━━━ Entries supplied
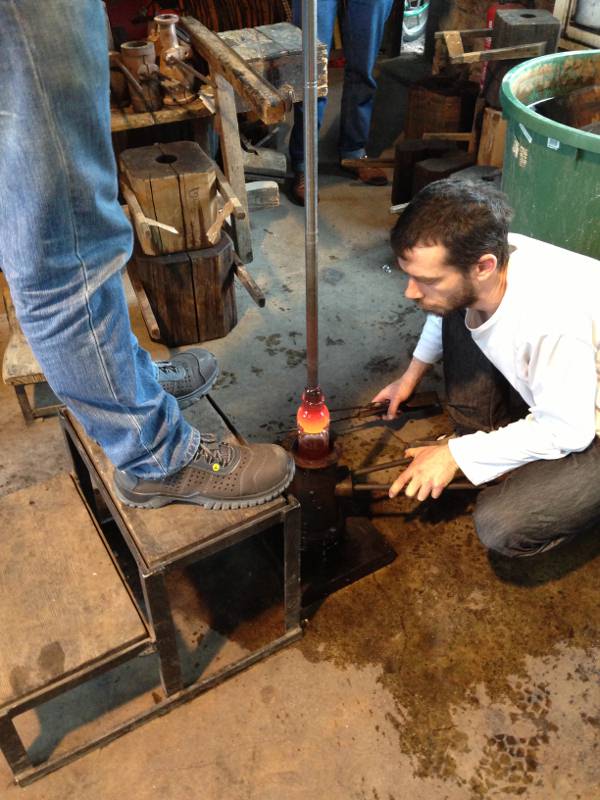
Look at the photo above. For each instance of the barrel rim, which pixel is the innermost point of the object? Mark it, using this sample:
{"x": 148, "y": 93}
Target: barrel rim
{"x": 513, "y": 108}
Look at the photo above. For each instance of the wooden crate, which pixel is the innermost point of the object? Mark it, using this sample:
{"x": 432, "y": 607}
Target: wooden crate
{"x": 191, "y": 294}
{"x": 174, "y": 184}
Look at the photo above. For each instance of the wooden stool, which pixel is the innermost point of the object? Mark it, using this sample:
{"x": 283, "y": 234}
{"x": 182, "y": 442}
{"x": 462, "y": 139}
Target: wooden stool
{"x": 66, "y": 613}
{"x": 178, "y": 535}
{"x": 20, "y": 368}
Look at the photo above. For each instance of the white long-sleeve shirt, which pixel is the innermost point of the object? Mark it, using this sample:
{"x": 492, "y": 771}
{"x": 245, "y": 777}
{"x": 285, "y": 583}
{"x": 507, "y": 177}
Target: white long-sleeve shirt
{"x": 545, "y": 339}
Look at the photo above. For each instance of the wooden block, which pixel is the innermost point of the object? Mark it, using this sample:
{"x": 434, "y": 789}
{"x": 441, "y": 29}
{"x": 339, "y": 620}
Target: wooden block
{"x": 440, "y": 104}
{"x": 493, "y": 135}
{"x": 518, "y": 27}
{"x": 434, "y": 169}
{"x": 191, "y": 294}
{"x": 265, "y": 161}
{"x": 164, "y": 534}
{"x": 262, "y": 194}
{"x": 407, "y": 153}
{"x": 275, "y": 53}
{"x": 174, "y": 184}
{"x": 62, "y": 603}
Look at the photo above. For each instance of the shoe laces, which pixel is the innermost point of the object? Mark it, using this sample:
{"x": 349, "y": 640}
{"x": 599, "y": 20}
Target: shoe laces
{"x": 167, "y": 367}
{"x": 215, "y": 454}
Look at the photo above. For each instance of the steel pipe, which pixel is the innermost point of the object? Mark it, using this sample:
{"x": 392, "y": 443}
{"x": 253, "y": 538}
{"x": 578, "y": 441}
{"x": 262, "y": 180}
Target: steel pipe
{"x": 311, "y": 232}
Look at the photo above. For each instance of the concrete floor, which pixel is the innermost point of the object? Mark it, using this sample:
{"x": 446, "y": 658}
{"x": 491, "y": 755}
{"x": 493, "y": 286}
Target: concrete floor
{"x": 444, "y": 676}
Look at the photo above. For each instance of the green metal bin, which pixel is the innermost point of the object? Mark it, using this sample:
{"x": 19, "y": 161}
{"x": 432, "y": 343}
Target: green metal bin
{"x": 551, "y": 171}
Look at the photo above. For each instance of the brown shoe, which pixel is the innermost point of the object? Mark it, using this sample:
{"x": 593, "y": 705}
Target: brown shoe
{"x": 373, "y": 176}
{"x": 220, "y": 476}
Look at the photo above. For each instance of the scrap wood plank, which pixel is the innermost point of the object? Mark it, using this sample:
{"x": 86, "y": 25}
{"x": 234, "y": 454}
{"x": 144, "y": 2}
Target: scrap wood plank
{"x": 275, "y": 52}
{"x": 262, "y": 98}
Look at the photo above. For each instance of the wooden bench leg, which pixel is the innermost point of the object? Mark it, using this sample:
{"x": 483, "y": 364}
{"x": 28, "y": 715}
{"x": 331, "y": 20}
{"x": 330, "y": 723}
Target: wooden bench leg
{"x": 233, "y": 164}
{"x": 12, "y": 746}
{"x": 161, "y": 622}
{"x": 26, "y": 409}
{"x": 291, "y": 568}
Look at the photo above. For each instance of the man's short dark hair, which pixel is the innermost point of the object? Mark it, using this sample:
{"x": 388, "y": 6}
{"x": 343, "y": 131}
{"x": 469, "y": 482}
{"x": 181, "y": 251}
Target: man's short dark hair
{"x": 467, "y": 219}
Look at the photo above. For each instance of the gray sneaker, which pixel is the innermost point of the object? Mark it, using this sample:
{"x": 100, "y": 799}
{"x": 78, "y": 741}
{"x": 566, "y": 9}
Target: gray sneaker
{"x": 220, "y": 476}
{"x": 189, "y": 375}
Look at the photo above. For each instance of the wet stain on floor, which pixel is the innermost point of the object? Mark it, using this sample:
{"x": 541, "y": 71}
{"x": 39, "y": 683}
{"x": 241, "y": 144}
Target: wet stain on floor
{"x": 450, "y": 622}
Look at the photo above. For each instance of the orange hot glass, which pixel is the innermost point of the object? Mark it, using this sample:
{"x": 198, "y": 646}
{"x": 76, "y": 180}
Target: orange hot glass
{"x": 313, "y": 425}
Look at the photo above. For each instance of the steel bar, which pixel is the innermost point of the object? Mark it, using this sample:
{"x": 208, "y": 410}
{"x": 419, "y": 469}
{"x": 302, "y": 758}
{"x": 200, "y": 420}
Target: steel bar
{"x": 385, "y": 487}
{"x": 311, "y": 234}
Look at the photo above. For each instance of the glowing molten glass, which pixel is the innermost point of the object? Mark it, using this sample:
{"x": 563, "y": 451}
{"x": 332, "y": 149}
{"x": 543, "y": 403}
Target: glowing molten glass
{"x": 313, "y": 425}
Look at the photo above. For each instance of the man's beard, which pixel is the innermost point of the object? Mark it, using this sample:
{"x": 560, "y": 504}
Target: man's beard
{"x": 463, "y": 297}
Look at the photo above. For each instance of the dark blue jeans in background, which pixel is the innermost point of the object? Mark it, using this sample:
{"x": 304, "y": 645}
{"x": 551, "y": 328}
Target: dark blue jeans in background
{"x": 363, "y": 25}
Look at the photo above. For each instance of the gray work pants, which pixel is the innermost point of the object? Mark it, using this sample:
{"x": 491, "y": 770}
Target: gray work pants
{"x": 538, "y": 505}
━━━━━━
> _What is required_
Extract, exactly, the lines above that begin at the line containing "Look at the photo above. For each instance of the orange" and end at the final line of the records; add no other text.

> _Answer in full_
Look at the photo above. For each instance of the orange hot glass, which pixel is the innermost point of the object? Mark it, using this sample:
{"x": 198, "y": 646}
{"x": 76, "y": 180}
Target: orange hot glass
{"x": 313, "y": 425}
Look at the photo above. For each instance of the steel bar, which pixel is the innermost point of the object? Mark it, using this sample:
{"x": 208, "y": 410}
{"x": 419, "y": 469}
{"x": 302, "y": 758}
{"x": 200, "y": 420}
Target: steel bar
{"x": 385, "y": 487}
{"x": 311, "y": 234}
Look at the photo above. For each instance of the glowing molten glass, which pixel is the innermost point of the object? Mark it, using this sample:
{"x": 563, "y": 451}
{"x": 332, "y": 149}
{"x": 543, "y": 403}
Target: glowing molten glass
{"x": 313, "y": 425}
Look at the photo above. For each instance of the man's beard, which pixel is the innermost point of the object? Mark it, using this sample:
{"x": 560, "y": 504}
Target: man's beard
{"x": 463, "y": 297}
Look at the photo above. For each instance of the dark blue jeans in background, which pixel is the innermost point of the object? Mark it, using this sample:
{"x": 304, "y": 645}
{"x": 551, "y": 328}
Target: dark blue jeans in background
{"x": 363, "y": 25}
Look at the photo above. For each instance of the gray work pants, which pixel is the innermost point of the object? Mark it, using this sample:
{"x": 491, "y": 770}
Target: gray work pants
{"x": 538, "y": 505}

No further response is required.